■ Instruction
Please format the entries below as a numbered list, starting with the line that contains "You are given a photograph. Could you point to the shoreline" and continuing through the final line of the entries. Leave out blank lines and pictures.
[Start]
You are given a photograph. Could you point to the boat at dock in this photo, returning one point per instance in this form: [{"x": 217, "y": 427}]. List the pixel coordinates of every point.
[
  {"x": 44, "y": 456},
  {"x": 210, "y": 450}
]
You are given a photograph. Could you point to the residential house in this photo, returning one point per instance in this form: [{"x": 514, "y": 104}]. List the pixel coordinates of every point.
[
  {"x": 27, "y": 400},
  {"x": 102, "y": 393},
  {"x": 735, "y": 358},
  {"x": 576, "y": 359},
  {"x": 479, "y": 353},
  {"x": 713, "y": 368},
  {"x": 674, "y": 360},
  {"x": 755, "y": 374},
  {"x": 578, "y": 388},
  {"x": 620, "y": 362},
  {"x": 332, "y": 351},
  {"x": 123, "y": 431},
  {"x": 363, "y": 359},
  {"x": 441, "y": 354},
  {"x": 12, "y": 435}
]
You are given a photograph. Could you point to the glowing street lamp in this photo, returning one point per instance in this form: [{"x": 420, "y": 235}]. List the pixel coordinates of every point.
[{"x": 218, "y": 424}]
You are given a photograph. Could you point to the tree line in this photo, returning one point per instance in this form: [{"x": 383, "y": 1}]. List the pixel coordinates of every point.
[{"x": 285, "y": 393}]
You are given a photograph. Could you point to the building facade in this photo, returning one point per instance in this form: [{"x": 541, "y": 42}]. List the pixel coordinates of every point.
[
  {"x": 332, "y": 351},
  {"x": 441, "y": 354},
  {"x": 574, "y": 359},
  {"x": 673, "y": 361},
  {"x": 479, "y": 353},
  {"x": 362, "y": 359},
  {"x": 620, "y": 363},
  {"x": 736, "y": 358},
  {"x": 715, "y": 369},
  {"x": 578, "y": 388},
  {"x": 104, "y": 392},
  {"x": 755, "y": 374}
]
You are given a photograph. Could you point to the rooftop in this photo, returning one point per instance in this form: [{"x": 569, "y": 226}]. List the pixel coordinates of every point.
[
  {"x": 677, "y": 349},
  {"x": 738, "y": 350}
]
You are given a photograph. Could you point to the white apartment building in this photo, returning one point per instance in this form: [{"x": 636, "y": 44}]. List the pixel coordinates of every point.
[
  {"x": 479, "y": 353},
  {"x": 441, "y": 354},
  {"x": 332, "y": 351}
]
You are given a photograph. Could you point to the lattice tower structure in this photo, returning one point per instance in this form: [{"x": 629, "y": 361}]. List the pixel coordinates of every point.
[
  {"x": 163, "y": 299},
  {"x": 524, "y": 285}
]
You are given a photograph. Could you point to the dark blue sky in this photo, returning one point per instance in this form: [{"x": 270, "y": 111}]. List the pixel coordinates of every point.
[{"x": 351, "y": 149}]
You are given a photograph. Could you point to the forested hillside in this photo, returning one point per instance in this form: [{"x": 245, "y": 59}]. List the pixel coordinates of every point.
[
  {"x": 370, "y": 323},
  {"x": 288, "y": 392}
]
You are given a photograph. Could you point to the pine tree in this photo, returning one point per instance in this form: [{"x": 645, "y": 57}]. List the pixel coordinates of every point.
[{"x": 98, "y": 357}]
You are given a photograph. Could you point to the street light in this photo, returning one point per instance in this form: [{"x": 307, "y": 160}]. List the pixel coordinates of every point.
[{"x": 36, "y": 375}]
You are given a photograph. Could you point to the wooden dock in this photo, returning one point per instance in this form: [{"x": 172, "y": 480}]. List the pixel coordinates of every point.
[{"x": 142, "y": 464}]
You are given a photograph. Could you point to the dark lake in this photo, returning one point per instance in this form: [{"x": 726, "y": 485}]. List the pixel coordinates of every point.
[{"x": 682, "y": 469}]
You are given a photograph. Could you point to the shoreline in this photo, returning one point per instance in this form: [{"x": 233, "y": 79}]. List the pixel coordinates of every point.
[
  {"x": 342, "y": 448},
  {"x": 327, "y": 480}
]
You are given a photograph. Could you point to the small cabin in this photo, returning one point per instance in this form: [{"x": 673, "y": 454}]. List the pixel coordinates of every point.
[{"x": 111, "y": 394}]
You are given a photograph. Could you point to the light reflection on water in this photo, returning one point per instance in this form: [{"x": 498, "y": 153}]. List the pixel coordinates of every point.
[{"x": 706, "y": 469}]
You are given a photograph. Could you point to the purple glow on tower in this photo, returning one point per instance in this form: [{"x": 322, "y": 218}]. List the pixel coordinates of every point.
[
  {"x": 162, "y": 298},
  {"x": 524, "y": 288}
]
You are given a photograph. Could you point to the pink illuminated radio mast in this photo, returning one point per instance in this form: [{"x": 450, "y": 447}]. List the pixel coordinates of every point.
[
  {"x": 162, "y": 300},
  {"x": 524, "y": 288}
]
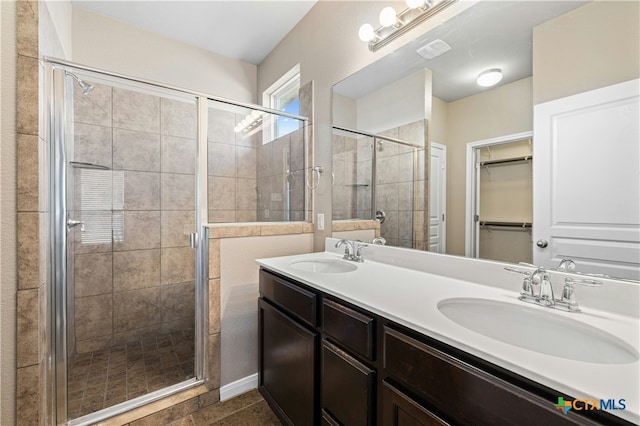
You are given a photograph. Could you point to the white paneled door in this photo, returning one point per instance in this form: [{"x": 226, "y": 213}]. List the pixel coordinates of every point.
[
  {"x": 438, "y": 198},
  {"x": 586, "y": 201}
]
[End]
■ Solution
1. You are given a photograph. Could you point to the shoreline in this photo, returning one point per instance in this form: [{"x": 233, "y": 79}]. List the pixel coordinates of every point.
2. [
3.   {"x": 342, "y": 448},
4.   {"x": 327, "y": 480}
5. ]
6. You are given a photograph. Could you point to the small cabin in this photo, returning one point per instance in this form: [{"x": 673, "y": 454}]. List the pixel coordinates of every point.
7. [{"x": 111, "y": 394}]
8. You are given a photograph. Could you point to the light reflection on water in this photo, returning one point per instance in this form: [{"x": 498, "y": 153}]. List the pixel coordinates of every point.
9. [{"x": 706, "y": 469}]
10. You are given a photograph. Could you point to the purple glow on tower in this photo, returning one point per instance in this form: [{"x": 322, "y": 218}]. List the pixel coordinates of every point.
11. [
12.   {"x": 162, "y": 298},
13.   {"x": 524, "y": 288}
14. ]
15. You are given a photograph. Could you point to the pink illuminated radio mast in this photo, returning one point per instance in this form: [{"x": 450, "y": 447}]. List the pixel coordinates of every point.
16. [
17.   {"x": 162, "y": 300},
18.   {"x": 524, "y": 288}
19. ]
20. You are given a photograph. Could you point to the white paneled door in this photo, returning one point per instance in this form: [{"x": 226, "y": 213}]. List the pixel coordinates of every point.
21. [
22.   {"x": 438, "y": 198},
23.   {"x": 586, "y": 201}
24. ]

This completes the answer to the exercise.